(Data for this exercise Opens)
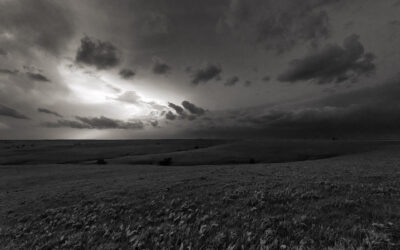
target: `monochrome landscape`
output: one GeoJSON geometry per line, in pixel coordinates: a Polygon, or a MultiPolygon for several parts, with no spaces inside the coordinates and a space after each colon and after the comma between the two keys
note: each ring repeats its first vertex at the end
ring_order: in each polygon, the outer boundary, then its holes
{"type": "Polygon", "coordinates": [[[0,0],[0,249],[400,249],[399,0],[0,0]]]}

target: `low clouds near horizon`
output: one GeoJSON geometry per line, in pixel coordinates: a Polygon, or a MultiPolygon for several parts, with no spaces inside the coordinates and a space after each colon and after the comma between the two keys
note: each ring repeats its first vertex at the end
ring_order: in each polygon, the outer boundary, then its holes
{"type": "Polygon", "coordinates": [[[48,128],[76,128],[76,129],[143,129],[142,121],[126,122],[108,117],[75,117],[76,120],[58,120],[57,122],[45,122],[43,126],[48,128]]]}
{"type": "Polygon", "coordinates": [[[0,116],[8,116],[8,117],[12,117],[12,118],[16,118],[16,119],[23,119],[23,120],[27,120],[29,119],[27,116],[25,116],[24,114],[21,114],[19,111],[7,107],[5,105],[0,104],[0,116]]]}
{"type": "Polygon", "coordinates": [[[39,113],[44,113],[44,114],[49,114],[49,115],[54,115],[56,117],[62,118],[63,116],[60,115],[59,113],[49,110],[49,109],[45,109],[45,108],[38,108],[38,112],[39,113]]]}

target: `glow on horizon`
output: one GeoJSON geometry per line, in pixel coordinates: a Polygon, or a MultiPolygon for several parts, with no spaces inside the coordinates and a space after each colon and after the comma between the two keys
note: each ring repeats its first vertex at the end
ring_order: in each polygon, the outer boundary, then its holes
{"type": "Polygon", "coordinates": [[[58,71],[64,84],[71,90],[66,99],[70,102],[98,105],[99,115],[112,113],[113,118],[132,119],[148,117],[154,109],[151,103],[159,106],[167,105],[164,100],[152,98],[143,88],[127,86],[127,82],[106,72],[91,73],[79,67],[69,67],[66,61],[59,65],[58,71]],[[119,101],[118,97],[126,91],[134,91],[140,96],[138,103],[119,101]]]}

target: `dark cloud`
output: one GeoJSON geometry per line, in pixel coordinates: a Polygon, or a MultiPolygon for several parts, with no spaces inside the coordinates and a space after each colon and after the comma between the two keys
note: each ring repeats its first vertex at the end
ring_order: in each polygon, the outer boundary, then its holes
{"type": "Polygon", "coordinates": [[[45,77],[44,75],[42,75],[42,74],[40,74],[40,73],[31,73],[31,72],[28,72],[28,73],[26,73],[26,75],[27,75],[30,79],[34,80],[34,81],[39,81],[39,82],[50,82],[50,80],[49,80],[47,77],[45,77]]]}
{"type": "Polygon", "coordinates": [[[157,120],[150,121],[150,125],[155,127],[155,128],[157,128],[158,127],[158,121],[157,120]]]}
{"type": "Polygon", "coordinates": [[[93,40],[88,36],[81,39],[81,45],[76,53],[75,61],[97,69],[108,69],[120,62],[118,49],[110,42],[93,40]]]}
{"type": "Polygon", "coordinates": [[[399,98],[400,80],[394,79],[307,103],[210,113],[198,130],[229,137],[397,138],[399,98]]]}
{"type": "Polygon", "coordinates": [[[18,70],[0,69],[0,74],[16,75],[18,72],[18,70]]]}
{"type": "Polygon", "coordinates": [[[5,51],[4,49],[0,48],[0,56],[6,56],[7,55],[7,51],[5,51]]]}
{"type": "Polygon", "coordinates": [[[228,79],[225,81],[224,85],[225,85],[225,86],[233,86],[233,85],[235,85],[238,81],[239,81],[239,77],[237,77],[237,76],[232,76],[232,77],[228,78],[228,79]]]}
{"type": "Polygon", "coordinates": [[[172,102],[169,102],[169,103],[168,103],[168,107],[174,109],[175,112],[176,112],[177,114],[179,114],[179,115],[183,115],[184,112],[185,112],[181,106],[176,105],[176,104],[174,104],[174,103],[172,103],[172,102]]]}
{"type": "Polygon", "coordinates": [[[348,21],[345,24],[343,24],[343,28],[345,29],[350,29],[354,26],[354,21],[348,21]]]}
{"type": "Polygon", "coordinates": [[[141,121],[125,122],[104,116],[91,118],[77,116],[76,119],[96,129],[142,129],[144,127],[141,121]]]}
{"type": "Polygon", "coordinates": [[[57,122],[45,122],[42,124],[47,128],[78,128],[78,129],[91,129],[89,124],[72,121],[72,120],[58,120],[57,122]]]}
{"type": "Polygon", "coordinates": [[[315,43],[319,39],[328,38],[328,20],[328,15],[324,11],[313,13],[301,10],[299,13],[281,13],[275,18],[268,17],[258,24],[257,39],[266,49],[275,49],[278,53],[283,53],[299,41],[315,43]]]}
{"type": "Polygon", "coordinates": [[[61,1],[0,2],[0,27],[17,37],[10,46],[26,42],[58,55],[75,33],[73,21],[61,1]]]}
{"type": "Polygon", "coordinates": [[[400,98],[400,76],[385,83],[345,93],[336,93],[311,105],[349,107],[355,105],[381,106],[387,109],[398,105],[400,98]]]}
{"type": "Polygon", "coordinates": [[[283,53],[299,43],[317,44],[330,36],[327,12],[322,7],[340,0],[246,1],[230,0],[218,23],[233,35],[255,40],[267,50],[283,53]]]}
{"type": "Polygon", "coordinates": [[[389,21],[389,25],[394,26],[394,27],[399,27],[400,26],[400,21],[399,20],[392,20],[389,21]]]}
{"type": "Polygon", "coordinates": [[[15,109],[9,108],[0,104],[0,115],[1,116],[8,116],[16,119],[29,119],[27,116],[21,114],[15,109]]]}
(Data for this exercise Closes)
Task instructions » For each line above that contains "horizon", make a copy.

Answer area »
target: `low clouds near horizon`
target: `glow on horizon`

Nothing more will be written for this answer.